**The task:**
Transcribe every entry word for word, but skip the images.

......

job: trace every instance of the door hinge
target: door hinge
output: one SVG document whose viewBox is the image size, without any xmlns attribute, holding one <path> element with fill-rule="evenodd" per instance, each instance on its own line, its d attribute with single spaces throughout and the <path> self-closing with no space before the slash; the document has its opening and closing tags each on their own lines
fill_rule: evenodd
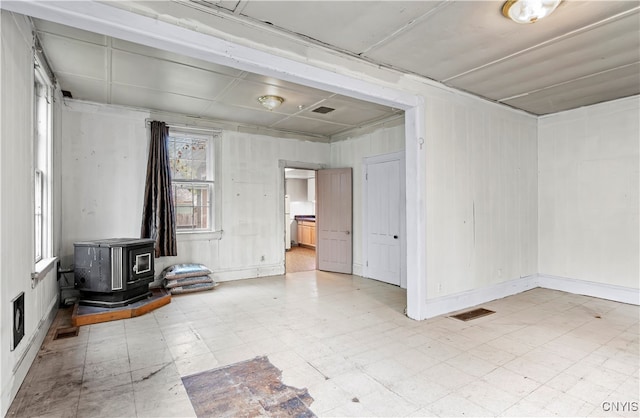
<svg viewBox="0 0 640 418">
<path fill-rule="evenodd" d="M 364 179 L 365 179 L 365 180 L 369 180 L 369 173 L 365 173 L 365 174 L 364 174 Z"/>
<path fill-rule="evenodd" d="M 367 260 L 367 267 L 369 267 L 369 260 Z"/>
</svg>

......

**Task solution:**
job: trace every instance of the door hinge
target: door hinge
output: one SVG document whose viewBox is the image size, without any xmlns attribute, holding one <path> element with fill-rule="evenodd" per instance, each instance on its own line, its d attribute with single spaces throughout and the <path> self-closing with no space before the slash; the document has its opening and closing tags each on their own lines
fill_rule: evenodd
<svg viewBox="0 0 640 418">
<path fill-rule="evenodd" d="M 364 179 L 365 179 L 365 180 L 369 180 L 369 173 L 365 173 L 365 174 L 364 174 Z"/>
<path fill-rule="evenodd" d="M 367 260 L 367 267 L 369 267 L 369 260 Z"/>
</svg>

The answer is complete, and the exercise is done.